WRITTEN EXERCISE A: Copy the page excerpt from "I.        ALLEGED VIOLATION" up to and including "the Government’s observations.", swapping "applicant" for "complainant" each time it appears.

PAGE EXCERPT:
RELEVANT LEGAL FRAMEWORK

I.        Code of Criminal Procedure 2012


23.  Article 55 of the Code of Criminal Procedure 2012 defines an aggrieved party as a person who has sustained damage as a result of a criminal offence. An aggrieved party acquires procedural rights from the moment he or she lodges a complaint about the offence committed against him or her. Article 56 lists the rights of aggrieved parties, including the right to be informed about a suspicion or charges notified to a defendant and about decisions to discontinue criminal proceedings; the right to submit evidence; the right to appeal against decisions of the investigating authority, the prosecutor and the court; and the right to obtain compensation for damage caused by the offence.


24.  Under Articles 127 and 128, a person who has sustained pecuniary and/or non-pecuniary damage as a result of a criminal offence can lodge a civil claim against a suspect or an accused in the course of the criminal proceedings at the pre-trial stage, before the commencement of the trial.


25.  Articles 159 to 163 provide that a court can, at the request of a “party to the criminal proceedings”, order a person holding certain information or documents to disclose them to the requesting party subject to a number of conditions, notably that the information in question is needed to establish important circumstances in the criminal proceedings. Article 3 § 1 (19) of the Code of Criminal Procedure defines an aggrieved party as a party to the criminal proceedings on the side of the prosecution (along with the prosecutor and investigator). The defendant and his or her lawyer are the main parties on the side of the defence.

II.     Criminal Code 2001 (as worded at the relevant time)


26.  Article 176 of the Criminal Code provided at the relevant time that the unlawful reproduction and dissemination of works or any other intentional violation of copyright and neighbouring rights, if it had caused “considerable damage”, was punishable by a fine, the withholding of up to 20% of income for up to two years or imprisonment for up to two years combined with the confiscation of illegal copies of the works.


At the relevant time “considerable damage” was defined by law (a combination of provisions of the Criminal Code and of the Tax Code) as damage exceeding an amount equivalent to approximately 1,055 euros (EUR).


Paragraph 2 of that Article increased the potential punishment to up to five years’ imprisonment for the same actions if committed repeatedly or by a group of people or if the amount of damage exceeded EUR 10,550.

III.   Civil Code 2003


27.  Article 1177 of the Civil Code provides that the State is to compensate the victim of a criminal offence if the offender is not identified or is insolvent.

THE LAW

I.        ALLEGED VIOLATION OF ARTICLE 1 OF PROTOCOL No. 1 TO THE CONVENTION


28.  The applicant complained that the authorities failed to conduct a prompt and effective investigation in respect of illegal downloading of her book, which was in breach of the State’s positive obligation to protect intellectual property. In her application form the applicant relied on Articles 6 and 13 of the Convention. Notice of that complaint was given to the Government under Article 1 of Protocol No. 1 and the applicant relied on the latter provision in her reply to the Government’s observations.

DATA PROVIDED:
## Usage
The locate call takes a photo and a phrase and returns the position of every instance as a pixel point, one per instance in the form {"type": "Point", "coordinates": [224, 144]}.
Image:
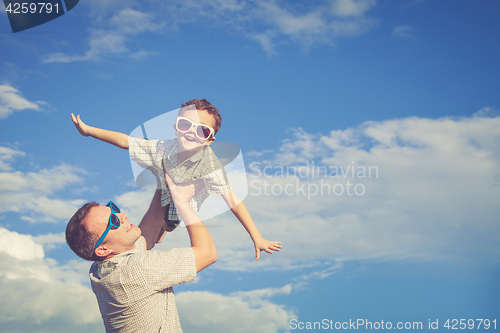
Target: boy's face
{"type": "Point", "coordinates": [189, 140]}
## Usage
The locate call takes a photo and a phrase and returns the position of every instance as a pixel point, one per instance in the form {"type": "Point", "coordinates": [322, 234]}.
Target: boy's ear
{"type": "Point", "coordinates": [102, 251]}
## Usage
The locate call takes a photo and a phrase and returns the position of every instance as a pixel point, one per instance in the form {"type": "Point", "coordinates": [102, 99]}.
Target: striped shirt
{"type": "Point", "coordinates": [162, 155]}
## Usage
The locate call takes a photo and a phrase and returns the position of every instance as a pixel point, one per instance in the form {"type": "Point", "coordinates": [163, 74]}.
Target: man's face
{"type": "Point", "coordinates": [189, 140]}
{"type": "Point", "coordinates": [117, 240]}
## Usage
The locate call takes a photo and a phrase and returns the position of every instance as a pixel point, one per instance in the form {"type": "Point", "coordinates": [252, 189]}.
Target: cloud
{"type": "Point", "coordinates": [11, 100]}
{"type": "Point", "coordinates": [403, 31]}
{"type": "Point", "coordinates": [351, 7]}
{"type": "Point", "coordinates": [432, 193]}
{"type": "Point", "coordinates": [40, 295]}
{"type": "Point", "coordinates": [268, 22]}
{"type": "Point", "coordinates": [412, 189]}
{"type": "Point", "coordinates": [242, 312]}
{"type": "Point", "coordinates": [30, 193]}
{"type": "Point", "coordinates": [113, 39]}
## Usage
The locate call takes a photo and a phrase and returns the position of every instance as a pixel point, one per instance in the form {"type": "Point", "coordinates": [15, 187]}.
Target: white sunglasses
{"type": "Point", "coordinates": [203, 132]}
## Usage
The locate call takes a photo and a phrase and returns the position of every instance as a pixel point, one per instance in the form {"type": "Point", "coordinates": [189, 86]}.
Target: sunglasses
{"type": "Point", "coordinates": [203, 132]}
{"type": "Point", "coordinates": [114, 222]}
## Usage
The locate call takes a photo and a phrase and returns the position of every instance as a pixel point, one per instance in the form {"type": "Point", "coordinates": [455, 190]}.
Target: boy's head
{"type": "Point", "coordinates": [204, 105]}
{"type": "Point", "coordinates": [196, 124]}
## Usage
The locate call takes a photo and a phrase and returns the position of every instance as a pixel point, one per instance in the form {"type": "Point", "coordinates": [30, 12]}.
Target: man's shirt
{"type": "Point", "coordinates": [134, 288]}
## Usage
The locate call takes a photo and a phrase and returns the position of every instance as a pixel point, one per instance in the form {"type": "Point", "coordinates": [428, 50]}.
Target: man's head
{"type": "Point", "coordinates": [90, 222]}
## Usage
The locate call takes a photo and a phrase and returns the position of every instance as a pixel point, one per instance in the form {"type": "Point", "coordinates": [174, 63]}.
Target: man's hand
{"type": "Point", "coordinates": [262, 244]}
{"type": "Point", "coordinates": [80, 125]}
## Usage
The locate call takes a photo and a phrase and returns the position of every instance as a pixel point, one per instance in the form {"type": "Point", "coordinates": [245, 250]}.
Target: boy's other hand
{"type": "Point", "coordinates": [265, 245]}
{"type": "Point", "coordinates": [80, 125]}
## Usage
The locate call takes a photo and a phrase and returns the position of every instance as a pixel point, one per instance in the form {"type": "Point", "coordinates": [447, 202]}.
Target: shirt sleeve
{"type": "Point", "coordinates": [164, 269]}
{"type": "Point", "coordinates": [144, 152]}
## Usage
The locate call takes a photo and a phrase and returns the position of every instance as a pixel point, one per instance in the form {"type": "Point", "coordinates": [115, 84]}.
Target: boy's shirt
{"type": "Point", "coordinates": [160, 155]}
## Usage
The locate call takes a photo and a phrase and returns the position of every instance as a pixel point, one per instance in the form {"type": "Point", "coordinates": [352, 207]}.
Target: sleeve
{"type": "Point", "coordinates": [164, 269]}
{"type": "Point", "coordinates": [144, 152]}
{"type": "Point", "coordinates": [216, 181]}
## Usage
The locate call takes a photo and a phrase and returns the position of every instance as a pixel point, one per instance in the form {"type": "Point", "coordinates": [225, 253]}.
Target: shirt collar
{"type": "Point", "coordinates": [173, 154]}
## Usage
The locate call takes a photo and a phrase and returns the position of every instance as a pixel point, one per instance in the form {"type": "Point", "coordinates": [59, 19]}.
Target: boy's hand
{"type": "Point", "coordinates": [262, 244]}
{"type": "Point", "coordinates": [80, 125]}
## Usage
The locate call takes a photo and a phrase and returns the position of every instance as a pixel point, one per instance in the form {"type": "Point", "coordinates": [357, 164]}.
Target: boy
{"type": "Point", "coordinates": [186, 158]}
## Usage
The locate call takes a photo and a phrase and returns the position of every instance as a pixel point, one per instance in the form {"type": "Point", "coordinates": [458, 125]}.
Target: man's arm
{"type": "Point", "coordinates": [240, 211]}
{"type": "Point", "coordinates": [201, 242]}
{"type": "Point", "coordinates": [115, 138]}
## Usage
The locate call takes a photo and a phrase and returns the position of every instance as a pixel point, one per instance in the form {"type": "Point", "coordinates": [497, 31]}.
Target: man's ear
{"type": "Point", "coordinates": [209, 141]}
{"type": "Point", "coordinates": [102, 251]}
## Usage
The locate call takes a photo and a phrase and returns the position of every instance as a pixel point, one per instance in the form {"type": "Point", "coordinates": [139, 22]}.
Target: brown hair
{"type": "Point", "coordinates": [78, 237]}
{"type": "Point", "coordinates": [203, 104]}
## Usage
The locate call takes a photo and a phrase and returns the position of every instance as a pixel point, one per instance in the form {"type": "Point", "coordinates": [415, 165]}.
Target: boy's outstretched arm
{"type": "Point", "coordinates": [115, 138]}
{"type": "Point", "coordinates": [241, 212]}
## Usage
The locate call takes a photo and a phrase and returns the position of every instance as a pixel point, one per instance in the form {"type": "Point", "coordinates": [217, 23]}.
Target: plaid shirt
{"type": "Point", "coordinates": [134, 288]}
{"type": "Point", "coordinates": [162, 155]}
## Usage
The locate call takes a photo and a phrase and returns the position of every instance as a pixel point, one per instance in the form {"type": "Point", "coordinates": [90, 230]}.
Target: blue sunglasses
{"type": "Point", "coordinates": [114, 222]}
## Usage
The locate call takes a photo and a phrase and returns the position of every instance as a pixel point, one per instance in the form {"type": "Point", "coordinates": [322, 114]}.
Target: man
{"type": "Point", "coordinates": [133, 285]}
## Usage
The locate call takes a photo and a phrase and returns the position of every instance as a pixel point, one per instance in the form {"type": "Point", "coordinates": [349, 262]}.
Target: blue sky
{"type": "Point", "coordinates": [409, 88]}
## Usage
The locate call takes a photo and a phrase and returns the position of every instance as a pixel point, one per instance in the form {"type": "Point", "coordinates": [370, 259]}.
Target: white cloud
{"type": "Point", "coordinates": [31, 192]}
{"type": "Point", "coordinates": [7, 156]}
{"type": "Point", "coordinates": [269, 23]}
{"type": "Point", "coordinates": [11, 100]}
{"type": "Point", "coordinates": [113, 39]}
{"type": "Point", "coordinates": [403, 31]}
{"type": "Point", "coordinates": [433, 195]}
{"type": "Point", "coordinates": [240, 312]}
{"type": "Point", "coordinates": [21, 247]}
{"type": "Point", "coordinates": [40, 295]}
{"type": "Point", "coordinates": [351, 7]}
{"type": "Point", "coordinates": [405, 189]}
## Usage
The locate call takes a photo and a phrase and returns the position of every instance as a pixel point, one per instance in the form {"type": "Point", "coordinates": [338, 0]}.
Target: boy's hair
{"type": "Point", "coordinates": [78, 237]}
{"type": "Point", "coordinates": [203, 104]}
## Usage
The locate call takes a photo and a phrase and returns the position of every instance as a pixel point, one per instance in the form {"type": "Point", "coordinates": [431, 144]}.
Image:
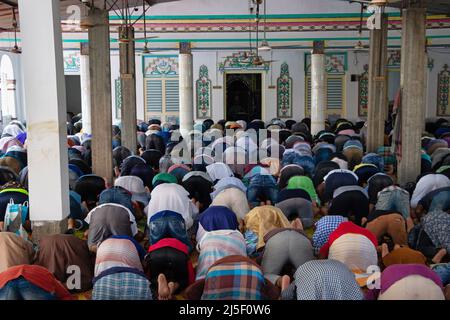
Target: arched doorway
{"type": "Point", "coordinates": [7, 89]}
{"type": "Point", "coordinates": [243, 96]}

WRITTEN EXERCISE B: Find every row above that contains the string "hand" and copy each of those rows in full. Case counts.

TASK ANSWER A:
I.        ALLEGED VIOLATION OF ARTICLE 1 OF PROTOCOL No. 1 TO THE CONVENTION


28.  The complainant complained that the authorities failed to conduct a prompt and effective investigation in respect of illegal downloading of her book, which was in breach of the State’s positive obligation to protect intellectual property. In her application form the complainant relied on Articles 6 and 13 of the Convention. Notice of that complaint was given to the Government under Article 1 of Protocol No. 1 and the complainant relied on the latter provision in her reply to the Government’s observations.

TASK ANSWER B:
Target: man's hand
Target: boy's other hand
Target: boy's hand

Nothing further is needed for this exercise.